(Work to complete)
Extract all of the entries and set them down verbatim.

(Stored entries)
- - -

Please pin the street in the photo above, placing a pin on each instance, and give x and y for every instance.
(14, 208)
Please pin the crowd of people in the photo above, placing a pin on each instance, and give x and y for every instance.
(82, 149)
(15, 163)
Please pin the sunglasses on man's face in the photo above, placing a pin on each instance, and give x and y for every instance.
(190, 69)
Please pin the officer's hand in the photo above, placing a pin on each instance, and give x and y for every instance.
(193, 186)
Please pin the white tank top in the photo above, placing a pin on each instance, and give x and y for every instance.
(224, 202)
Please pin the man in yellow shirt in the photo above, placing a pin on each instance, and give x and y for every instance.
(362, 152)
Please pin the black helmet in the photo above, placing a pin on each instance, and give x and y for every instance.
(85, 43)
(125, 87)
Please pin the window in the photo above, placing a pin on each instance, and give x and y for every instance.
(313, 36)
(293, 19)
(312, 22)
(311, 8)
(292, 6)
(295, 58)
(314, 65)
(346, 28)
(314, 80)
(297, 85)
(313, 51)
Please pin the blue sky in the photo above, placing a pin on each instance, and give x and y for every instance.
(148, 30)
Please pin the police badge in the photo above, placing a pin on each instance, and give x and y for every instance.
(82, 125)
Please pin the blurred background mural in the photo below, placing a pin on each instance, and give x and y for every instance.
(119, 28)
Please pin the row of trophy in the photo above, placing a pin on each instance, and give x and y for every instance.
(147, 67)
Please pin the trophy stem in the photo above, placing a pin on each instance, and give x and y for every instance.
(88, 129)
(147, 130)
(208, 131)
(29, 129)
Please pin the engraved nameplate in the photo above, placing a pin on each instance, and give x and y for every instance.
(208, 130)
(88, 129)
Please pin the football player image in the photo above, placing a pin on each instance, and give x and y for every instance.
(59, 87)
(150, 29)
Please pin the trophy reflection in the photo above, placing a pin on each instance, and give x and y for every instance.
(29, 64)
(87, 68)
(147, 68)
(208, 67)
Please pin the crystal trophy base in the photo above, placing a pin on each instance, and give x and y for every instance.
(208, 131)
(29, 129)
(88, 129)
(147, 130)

- - -

(Answer below)
Please pin the street in the photo above, placing a pin on each instance, and give x and y for every instance.
(14, 208)
Please pin the crowd of people in the photo above, placing a pin on each instance, and give x and y for every instance.
(82, 149)
(15, 163)
Please pin the sunglasses on man's face in the photo above, placing a pin on each instance, and give x and y for every instance.
(190, 69)
Please pin the officer's hand in the photo above, placing a pin on each instance, and give x and y for every instance.
(193, 186)
Please pin the white tank top in the photo above, placing a pin on each instance, and give x and y for every instance.
(224, 202)
Please pin the man in yellow shirt in the photo above, placing a pin on each instance, and give x and y for every instance.
(362, 152)
Please pin the black helmet in the photo above, placing a pin on each instance, and give x and y for every instance.
(85, 43)
(125, 87)
Please pin the window in the photo above, placing a pin on each instance, and give x and y for every instance.
(313, 36)
(293, 19)
(312, 22)
(311, 8)
(292, 6)
(295, 58)
(314, 65)
(346, 28)
(314, 80)
(297, 85)
(313, 51)
Please pin the blue sky in the photo above, placing a pin on each instance, and give x and y for every instance.
(148, 30)
Please pin the police badge in the photo above, placing a pin on each instance, and give x and y for every instance.
(82, 125)
Please pin the blurred background mural in the photo below, placing a pin on each instance, and give x and y for every instance.
(119, 28)
Please pin the row of trophy in the photo above, placing a pin on each instance, and give x and y for every instance.
(147, 67)
Please pin the trophy stem in the photo above, placing a pin on each instance, and give x and y for every instance.
(88, 129)
(147, 130)
(208, 131)
(29, 129)
Please pin the engraved nameplate in the photo above, placing a pin on each instance, and give x and y for every instance.
(208, 130)
(88, 129)
Please pin the football player image in the photo above, placing a pin on each instance, and give x and y for every instance.
(59, 87)
(150, 29)
Please pin the trophy reflection in the photo above, placing a pin on each instance, and give x and y for every instance.
(29, 64)
(87, 68)
(147, 68)
(208, 67)
Please pin the crystal trophy base in the photo above, placing a pin on each instance, and give x and y for every instance.
(208, 131)
(29, 129)
(88, 129)
(147, 130)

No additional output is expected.